In the rows below, take the part that opens with the line containing "Box the pie slice with" and closes with the line containing "[300,145,314,162]". Write out only that part with every "pie" switched to "tart", leaving all else unchanged and omitting the pictures.

=== DATASET ===

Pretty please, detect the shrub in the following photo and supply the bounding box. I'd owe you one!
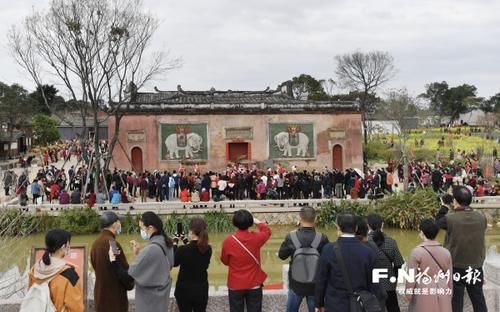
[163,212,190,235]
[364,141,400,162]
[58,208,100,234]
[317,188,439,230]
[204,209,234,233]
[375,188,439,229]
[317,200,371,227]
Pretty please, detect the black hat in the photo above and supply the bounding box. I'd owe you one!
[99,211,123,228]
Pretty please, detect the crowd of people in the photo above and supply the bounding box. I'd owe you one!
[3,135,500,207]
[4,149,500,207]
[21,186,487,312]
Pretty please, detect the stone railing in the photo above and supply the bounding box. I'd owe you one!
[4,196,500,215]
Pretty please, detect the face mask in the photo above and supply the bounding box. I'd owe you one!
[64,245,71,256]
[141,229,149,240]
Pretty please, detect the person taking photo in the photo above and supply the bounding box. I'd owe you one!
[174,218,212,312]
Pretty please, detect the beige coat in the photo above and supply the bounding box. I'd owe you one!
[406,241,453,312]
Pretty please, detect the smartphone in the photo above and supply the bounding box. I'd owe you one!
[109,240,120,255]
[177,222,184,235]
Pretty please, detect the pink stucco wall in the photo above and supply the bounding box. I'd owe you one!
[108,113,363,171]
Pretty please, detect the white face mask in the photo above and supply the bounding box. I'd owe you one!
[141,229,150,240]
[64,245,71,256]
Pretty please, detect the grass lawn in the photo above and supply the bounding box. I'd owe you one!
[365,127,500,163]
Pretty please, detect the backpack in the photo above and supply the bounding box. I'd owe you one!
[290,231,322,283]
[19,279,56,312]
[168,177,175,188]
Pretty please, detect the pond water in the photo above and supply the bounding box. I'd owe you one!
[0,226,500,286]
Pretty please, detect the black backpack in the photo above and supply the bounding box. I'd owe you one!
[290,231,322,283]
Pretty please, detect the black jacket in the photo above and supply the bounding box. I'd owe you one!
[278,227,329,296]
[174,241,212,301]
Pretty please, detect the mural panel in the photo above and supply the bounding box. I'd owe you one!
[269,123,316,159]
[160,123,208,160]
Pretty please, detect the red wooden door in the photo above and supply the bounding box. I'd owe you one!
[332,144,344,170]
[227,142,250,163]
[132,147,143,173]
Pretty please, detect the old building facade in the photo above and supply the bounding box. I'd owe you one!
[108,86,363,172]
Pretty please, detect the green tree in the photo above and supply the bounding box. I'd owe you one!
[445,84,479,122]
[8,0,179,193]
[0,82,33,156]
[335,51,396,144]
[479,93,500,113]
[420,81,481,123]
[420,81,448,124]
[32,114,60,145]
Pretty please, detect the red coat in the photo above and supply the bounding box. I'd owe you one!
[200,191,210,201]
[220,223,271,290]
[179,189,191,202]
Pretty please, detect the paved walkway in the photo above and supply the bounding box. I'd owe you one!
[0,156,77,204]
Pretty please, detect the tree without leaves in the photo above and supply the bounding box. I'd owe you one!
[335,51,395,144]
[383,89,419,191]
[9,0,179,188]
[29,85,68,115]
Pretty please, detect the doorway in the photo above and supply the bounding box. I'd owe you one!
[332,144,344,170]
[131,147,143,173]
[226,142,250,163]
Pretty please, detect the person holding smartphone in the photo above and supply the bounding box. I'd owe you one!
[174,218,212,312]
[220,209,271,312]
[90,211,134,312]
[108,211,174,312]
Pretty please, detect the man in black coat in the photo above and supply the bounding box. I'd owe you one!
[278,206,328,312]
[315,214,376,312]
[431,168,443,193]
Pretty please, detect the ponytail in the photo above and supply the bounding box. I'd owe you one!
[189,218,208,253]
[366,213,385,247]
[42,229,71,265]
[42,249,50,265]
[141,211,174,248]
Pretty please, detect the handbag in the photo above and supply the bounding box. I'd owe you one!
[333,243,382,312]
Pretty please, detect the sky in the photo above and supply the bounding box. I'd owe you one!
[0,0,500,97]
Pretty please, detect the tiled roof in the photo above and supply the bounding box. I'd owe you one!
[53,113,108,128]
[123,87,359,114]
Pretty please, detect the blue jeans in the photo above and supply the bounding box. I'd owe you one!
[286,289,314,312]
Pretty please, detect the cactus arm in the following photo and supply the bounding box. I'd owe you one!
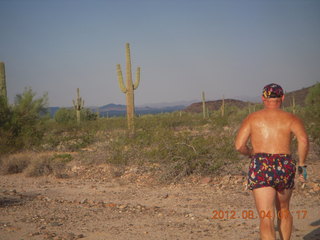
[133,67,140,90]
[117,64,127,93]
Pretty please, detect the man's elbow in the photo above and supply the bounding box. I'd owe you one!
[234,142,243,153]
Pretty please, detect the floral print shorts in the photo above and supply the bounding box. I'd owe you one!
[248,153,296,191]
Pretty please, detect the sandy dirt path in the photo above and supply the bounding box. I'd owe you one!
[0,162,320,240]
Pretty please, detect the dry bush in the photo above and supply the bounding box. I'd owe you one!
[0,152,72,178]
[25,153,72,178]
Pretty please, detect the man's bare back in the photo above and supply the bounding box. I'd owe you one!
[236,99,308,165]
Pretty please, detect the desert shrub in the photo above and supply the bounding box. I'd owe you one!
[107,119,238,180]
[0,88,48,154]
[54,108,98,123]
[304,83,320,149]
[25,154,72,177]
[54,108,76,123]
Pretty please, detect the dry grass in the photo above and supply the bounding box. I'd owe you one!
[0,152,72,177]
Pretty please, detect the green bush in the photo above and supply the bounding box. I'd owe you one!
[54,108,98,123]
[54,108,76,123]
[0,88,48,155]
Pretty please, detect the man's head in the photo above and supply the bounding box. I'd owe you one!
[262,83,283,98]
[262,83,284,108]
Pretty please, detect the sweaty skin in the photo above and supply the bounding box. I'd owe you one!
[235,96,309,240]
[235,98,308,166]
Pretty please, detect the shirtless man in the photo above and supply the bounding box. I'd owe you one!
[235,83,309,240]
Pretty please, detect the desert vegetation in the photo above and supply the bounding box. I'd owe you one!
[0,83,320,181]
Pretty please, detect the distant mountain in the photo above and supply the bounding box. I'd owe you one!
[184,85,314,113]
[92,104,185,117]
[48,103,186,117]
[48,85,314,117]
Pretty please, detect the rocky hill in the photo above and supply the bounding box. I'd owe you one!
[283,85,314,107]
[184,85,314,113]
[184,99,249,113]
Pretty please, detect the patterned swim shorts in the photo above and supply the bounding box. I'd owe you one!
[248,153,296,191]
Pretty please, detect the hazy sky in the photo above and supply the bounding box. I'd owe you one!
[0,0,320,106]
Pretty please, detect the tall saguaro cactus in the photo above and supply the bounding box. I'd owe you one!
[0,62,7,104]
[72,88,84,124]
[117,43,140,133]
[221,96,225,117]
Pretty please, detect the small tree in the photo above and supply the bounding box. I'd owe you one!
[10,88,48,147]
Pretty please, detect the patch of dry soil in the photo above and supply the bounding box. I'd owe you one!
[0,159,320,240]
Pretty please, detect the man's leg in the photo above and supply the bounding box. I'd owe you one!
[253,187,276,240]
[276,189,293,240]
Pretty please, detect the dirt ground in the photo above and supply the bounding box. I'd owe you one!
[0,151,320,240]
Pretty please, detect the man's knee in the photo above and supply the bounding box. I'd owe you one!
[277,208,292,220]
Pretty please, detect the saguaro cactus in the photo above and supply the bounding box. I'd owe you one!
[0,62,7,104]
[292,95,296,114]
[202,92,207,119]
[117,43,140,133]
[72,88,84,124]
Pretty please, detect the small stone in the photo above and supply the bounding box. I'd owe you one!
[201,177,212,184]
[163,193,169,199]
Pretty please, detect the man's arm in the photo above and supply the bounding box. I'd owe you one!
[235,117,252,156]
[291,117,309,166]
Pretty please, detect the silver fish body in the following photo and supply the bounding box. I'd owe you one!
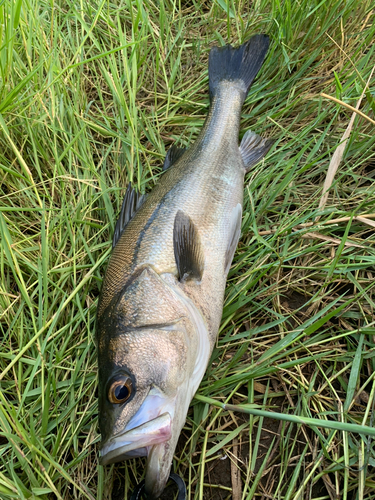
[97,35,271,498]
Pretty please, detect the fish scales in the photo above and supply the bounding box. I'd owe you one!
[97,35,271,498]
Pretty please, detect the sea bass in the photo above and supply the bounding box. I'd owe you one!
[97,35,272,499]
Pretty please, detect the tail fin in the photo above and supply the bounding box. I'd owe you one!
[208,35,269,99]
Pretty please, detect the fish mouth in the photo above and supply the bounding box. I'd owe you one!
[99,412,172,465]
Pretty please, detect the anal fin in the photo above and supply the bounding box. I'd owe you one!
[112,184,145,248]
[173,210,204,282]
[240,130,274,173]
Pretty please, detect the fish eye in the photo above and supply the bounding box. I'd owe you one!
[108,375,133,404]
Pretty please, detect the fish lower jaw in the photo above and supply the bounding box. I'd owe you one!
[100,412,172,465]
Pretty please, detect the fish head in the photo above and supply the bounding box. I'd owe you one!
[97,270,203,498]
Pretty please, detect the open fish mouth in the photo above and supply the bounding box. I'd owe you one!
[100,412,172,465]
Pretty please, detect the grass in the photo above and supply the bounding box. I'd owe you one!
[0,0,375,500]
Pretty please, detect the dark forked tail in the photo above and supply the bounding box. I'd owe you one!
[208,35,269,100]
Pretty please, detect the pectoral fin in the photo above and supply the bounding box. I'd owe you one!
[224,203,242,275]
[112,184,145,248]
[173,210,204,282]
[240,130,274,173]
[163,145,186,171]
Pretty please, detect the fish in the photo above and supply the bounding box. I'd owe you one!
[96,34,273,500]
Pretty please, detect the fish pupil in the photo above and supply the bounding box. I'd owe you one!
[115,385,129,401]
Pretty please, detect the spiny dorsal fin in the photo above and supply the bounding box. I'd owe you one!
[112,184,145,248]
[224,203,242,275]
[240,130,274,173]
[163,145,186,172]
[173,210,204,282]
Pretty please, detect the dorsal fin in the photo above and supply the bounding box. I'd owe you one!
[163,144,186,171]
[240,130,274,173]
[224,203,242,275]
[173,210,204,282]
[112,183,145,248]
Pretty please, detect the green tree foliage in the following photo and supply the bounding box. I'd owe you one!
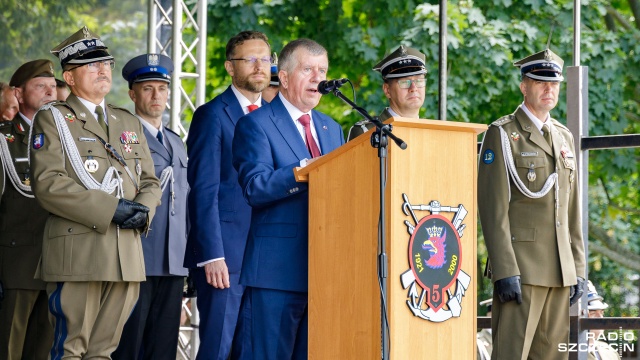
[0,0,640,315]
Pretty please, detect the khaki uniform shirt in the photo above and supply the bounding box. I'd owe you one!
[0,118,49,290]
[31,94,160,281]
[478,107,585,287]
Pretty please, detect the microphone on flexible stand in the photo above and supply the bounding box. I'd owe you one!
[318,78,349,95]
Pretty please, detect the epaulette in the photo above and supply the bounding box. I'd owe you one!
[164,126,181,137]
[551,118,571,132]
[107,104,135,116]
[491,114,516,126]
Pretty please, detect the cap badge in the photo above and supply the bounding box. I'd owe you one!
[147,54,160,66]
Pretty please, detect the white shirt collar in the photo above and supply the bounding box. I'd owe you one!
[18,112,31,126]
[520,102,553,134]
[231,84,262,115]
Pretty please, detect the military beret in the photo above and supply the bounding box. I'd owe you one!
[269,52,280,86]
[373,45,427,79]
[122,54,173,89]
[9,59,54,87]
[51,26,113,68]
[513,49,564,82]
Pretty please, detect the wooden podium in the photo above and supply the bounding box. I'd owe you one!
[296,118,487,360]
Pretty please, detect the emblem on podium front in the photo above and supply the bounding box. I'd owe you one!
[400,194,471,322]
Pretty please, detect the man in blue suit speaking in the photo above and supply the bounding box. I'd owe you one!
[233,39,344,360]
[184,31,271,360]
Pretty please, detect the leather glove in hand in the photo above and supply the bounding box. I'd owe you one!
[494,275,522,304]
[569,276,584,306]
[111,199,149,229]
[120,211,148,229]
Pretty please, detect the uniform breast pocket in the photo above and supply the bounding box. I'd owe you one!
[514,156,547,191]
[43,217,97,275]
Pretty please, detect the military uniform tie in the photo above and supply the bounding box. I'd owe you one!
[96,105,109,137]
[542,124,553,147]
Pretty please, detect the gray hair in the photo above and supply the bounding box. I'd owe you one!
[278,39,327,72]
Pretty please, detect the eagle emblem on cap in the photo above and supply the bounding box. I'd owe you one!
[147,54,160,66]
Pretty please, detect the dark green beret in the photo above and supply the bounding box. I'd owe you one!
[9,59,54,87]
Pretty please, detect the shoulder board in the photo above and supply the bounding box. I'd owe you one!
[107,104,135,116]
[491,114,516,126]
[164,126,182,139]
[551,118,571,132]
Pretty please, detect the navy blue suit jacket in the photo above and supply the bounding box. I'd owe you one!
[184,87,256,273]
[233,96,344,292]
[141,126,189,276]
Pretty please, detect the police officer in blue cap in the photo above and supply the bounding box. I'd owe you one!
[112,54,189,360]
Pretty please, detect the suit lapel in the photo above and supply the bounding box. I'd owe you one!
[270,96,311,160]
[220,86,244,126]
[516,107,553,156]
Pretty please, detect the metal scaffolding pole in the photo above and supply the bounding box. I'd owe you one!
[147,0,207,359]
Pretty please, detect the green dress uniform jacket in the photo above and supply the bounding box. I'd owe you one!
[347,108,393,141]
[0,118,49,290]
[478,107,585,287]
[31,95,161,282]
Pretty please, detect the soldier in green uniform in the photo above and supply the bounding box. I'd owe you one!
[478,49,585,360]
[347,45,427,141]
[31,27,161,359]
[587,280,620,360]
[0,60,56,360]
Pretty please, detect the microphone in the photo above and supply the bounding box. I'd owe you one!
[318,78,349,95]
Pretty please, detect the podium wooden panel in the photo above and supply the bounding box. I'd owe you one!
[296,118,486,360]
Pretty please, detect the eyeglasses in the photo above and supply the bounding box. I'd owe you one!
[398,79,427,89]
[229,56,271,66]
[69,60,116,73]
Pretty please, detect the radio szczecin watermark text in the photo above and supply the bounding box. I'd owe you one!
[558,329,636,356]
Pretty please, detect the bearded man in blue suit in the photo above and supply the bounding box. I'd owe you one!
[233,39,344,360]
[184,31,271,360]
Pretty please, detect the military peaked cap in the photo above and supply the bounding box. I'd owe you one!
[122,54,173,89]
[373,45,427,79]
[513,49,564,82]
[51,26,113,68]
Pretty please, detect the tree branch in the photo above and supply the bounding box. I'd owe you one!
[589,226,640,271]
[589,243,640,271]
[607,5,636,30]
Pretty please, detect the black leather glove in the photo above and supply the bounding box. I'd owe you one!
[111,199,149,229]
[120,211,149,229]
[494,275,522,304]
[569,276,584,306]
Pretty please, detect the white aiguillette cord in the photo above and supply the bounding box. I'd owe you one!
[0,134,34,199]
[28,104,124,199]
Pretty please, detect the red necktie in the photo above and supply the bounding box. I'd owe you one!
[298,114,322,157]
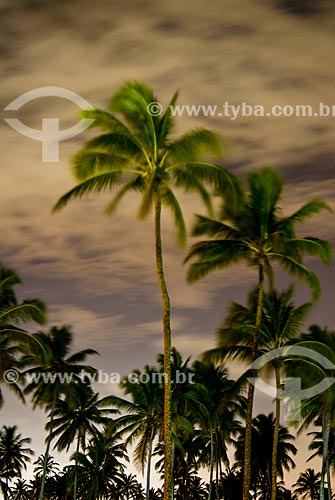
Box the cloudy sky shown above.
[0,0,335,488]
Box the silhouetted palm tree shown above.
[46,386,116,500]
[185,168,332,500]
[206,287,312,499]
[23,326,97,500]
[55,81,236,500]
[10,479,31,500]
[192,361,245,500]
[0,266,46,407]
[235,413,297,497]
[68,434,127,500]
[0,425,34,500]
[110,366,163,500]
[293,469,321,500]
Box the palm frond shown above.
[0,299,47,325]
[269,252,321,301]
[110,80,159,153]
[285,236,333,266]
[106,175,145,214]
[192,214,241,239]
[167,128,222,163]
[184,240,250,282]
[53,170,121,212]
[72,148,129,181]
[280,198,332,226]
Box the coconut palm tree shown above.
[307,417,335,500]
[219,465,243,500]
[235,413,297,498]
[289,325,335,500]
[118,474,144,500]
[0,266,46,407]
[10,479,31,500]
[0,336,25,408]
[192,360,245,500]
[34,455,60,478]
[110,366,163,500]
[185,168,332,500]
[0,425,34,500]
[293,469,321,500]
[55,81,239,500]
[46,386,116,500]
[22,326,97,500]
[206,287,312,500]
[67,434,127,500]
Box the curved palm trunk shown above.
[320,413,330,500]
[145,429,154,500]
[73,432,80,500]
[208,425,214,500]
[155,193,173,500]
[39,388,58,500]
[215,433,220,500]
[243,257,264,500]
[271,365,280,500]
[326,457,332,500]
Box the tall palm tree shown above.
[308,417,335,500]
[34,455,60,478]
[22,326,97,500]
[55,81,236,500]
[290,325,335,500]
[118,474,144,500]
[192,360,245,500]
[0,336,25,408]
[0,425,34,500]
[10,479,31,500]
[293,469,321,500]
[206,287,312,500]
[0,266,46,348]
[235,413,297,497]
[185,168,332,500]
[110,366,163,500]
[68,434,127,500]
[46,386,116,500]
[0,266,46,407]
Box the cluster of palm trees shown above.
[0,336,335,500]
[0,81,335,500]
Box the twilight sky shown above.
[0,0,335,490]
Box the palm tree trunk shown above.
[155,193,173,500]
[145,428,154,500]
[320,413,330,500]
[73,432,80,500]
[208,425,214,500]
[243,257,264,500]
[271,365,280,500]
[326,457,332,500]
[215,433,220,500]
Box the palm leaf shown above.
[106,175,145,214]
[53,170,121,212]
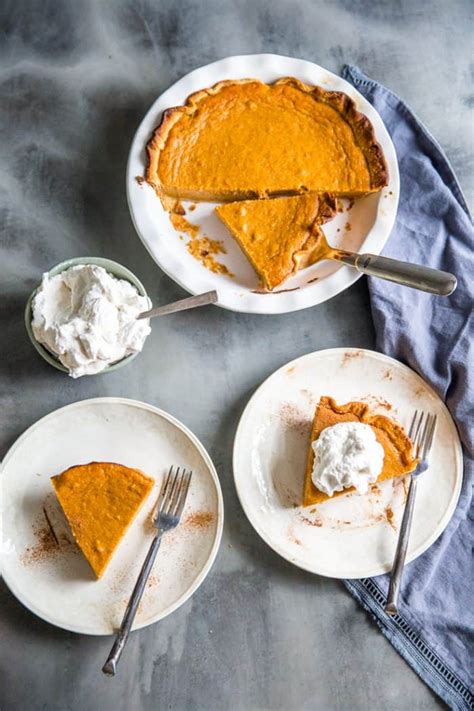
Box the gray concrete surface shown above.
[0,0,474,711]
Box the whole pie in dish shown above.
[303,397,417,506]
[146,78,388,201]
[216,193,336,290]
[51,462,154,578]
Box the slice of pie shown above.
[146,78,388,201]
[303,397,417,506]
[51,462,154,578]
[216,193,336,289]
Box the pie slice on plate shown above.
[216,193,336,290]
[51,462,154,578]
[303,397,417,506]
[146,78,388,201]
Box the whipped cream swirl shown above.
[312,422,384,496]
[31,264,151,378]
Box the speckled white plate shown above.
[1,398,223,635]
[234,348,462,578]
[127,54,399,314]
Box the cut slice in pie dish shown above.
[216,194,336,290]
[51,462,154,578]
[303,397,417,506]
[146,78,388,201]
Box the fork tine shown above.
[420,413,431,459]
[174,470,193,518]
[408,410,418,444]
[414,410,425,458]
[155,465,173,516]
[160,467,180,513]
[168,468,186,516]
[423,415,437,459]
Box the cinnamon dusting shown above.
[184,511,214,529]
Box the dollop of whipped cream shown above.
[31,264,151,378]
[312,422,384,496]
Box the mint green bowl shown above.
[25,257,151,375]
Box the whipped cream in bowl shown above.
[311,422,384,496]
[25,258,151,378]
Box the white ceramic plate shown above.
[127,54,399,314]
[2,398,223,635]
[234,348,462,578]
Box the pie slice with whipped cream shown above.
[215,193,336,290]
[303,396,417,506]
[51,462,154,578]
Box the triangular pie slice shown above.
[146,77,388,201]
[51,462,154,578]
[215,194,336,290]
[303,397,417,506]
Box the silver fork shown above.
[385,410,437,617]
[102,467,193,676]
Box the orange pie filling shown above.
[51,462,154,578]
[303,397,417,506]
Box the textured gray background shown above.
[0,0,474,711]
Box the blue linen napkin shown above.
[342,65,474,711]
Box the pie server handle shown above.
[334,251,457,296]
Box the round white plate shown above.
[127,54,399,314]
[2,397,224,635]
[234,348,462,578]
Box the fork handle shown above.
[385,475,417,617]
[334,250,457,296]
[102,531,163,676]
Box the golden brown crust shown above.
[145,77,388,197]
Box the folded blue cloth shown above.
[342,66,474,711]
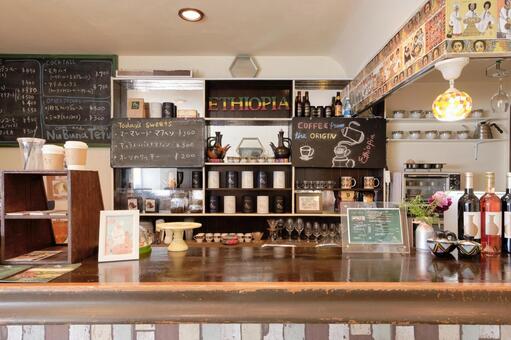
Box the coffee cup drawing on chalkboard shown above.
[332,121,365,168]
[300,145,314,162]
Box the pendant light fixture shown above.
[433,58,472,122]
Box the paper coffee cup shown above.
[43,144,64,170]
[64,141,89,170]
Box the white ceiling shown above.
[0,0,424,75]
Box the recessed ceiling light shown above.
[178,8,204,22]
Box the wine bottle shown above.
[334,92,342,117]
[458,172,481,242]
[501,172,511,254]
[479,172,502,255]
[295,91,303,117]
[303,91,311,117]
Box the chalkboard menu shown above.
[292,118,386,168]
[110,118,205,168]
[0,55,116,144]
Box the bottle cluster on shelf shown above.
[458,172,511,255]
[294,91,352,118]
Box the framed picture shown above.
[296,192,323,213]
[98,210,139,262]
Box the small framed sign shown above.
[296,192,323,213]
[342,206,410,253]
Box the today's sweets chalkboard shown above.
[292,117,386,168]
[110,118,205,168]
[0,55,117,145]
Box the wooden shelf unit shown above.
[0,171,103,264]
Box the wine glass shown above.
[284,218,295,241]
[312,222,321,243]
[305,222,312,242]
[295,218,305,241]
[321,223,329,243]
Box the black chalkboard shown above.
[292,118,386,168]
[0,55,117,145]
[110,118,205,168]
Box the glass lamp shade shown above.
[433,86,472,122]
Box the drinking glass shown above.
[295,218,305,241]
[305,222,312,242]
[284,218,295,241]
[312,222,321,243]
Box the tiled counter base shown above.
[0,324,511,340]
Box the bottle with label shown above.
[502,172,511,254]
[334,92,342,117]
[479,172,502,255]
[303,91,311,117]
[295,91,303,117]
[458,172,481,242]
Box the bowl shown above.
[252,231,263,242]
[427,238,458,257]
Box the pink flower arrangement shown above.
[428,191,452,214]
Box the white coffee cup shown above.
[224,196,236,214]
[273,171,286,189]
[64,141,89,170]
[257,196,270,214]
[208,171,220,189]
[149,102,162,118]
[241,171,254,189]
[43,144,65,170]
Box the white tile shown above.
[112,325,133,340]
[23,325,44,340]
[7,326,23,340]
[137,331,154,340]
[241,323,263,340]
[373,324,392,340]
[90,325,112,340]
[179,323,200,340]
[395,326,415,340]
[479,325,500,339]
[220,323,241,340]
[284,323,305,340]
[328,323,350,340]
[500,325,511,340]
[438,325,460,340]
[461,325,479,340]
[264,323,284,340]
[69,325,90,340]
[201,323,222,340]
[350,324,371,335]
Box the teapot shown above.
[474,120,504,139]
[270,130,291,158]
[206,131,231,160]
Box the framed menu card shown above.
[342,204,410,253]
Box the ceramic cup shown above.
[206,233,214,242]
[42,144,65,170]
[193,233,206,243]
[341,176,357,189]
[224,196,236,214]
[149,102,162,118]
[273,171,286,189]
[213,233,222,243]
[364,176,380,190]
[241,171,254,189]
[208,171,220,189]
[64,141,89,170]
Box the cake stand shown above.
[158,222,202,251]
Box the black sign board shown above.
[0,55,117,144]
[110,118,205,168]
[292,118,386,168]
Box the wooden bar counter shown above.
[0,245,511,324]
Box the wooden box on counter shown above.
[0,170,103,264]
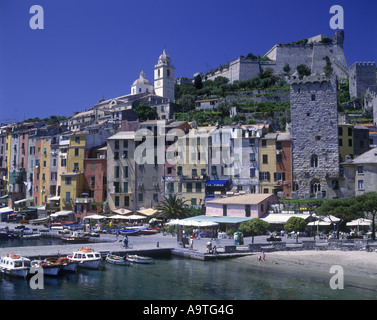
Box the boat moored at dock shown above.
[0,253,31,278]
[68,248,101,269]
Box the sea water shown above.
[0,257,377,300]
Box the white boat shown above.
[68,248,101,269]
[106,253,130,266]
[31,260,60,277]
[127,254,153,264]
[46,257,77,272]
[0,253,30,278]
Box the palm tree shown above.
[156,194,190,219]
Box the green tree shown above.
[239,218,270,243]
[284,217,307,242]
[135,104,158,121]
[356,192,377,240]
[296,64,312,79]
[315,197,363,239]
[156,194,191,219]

===

COMPLETED TASK:
Box the tart slice with whipped cream shown above.
[215,193,336,290]
[303,396,417,506]
[51,462,154,578]
Box the triangular tart slice shown above.
[146,77,388,201]
[51,462,154,578]
[215,194,336,290]
[303,397,417,506]
Box the silver fork shown above.
[385,410,437,617]
[102,467,193,676]
Box the orange tart filling shown above.
[51,462,154,578]
[303,397,417,506]
Box the textured gray background shown above.
[0,0,474,711]
Box the blue linen napkin shown above.
[342,65,474,711]
Box the tart server handle shown above.
[334,251,457,296]
Box the round white plate shown above.
[127,54,399,314]
[2,397,224,635]
[234,348,462,578]
Box the fork handle shown above.
[385,475,417,617]
[334,250,457,296]
[102,531,163,676]
Box the golden brown crust shown above.
[145,77,388,197]
Box the folded blue cloth shown above.
[342,66,474,711]
Box the coffee cup drawing on chalkboard shown above.
[332,121,365,168]
[300,145,314,162]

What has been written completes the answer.